Task to complete: Return, unchanged, the entries from the line containing "Select high-waisted blue" up to and including the last line of the entries.

----- Input records -----

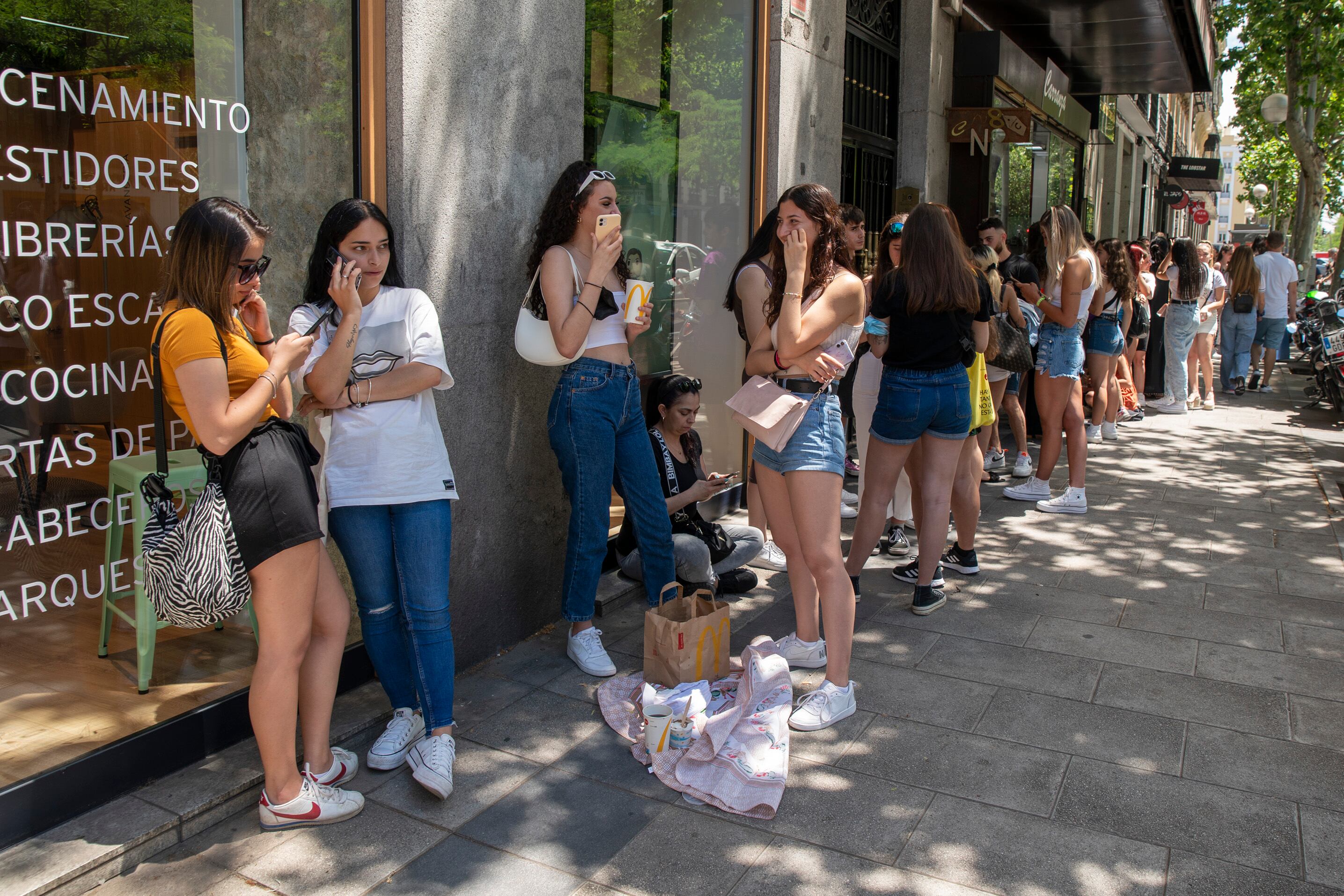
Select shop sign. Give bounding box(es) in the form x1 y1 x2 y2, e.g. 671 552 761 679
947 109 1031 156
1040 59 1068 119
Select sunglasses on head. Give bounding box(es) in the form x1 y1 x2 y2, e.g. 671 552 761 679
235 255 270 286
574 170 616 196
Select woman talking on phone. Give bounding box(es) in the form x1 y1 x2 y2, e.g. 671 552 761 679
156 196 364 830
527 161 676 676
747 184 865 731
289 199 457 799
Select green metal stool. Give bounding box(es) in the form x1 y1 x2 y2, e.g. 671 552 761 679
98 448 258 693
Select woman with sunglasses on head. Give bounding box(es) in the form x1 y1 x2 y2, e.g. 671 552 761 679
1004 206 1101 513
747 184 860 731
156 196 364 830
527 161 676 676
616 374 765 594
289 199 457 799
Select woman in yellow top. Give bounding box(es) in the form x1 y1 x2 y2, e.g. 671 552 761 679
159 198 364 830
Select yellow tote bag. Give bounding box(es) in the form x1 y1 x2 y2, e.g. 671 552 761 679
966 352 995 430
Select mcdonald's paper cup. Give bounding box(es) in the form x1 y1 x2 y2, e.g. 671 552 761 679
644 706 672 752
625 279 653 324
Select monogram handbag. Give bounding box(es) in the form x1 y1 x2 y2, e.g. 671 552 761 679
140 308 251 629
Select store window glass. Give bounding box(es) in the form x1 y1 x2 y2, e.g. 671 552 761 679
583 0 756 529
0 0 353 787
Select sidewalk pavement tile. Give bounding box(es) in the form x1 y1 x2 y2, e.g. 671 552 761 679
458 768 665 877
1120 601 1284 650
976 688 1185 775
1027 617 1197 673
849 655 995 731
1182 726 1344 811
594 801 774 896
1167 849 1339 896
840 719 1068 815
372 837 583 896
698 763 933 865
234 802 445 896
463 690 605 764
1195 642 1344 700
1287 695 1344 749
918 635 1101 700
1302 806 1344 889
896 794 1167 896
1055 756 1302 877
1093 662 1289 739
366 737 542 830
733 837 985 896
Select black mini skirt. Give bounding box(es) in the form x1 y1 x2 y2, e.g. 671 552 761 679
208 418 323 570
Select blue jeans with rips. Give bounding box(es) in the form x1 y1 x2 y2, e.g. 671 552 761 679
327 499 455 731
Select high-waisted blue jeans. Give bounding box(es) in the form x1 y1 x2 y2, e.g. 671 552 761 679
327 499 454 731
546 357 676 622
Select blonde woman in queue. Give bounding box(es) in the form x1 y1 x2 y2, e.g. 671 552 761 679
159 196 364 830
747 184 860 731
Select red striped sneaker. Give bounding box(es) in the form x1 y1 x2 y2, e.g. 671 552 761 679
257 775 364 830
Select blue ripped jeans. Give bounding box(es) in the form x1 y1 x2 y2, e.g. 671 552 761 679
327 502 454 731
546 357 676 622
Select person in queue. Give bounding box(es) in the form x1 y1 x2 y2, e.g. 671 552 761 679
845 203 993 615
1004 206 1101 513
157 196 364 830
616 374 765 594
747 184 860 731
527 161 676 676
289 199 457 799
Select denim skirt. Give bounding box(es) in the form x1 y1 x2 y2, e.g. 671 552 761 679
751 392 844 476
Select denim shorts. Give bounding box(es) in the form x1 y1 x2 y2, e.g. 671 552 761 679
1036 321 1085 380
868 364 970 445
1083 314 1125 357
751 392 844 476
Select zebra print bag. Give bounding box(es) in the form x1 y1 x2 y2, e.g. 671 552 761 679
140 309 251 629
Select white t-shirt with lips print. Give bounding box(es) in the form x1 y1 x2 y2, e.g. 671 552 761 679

-----

Result of the exercise:
Select high-waisted blue jeans. Give bounding box(es) in the form x1 y1 x2 y2, e.g. 671 552 761 679
327 499 454 731
546 357 676 622
Select blonde woman in queue. Give bounding box(es) in the form x1 y1 x2 y2, e.g. 671 552 761 679
159 196 364 830
747 184 860 731
Select red striped sneaker. Give bounding box(es) in the form x1 y1 x2 y2, e.g. 671 552 761 679
257 775 364 830
Select blue ripped jeans. Give bounding box(es) in the form x1 y1 x2 y2, e.g. 671 552 761 679
327 502 454 731
546 357 676 622
Select person in queue. Give bounding box(es) in the form x1 y1 x2 y2, e.g. 671 552 761 679
845 203 993 615
1004 206 1101 513
157 196 364 830
616 374 765 594
747 184 860 731
527 161 676 676
289 199 457 799
Select denim skirt. Give bounding box(es) in the form x1 y1 x2 y2, e.g. 671 552 761 679
751 392 844 476
Select denim shorts. Give bounding box(es) in the form x1 y1 x2 y2, e.g. 671 552 761 679
1036 321 1085 380
868 364 970 445
1083 314 1125 357
751 392 844 476
Select zebra print bag. Give bounding box(es) in the form x1 y1 x2 y2, e.g. 671 552 761 679
140 309 251 629
Select white t-shirt with lips print. Give bounding box(es) in the form x1 y1 x2 y2, e.g. 671 552 761 679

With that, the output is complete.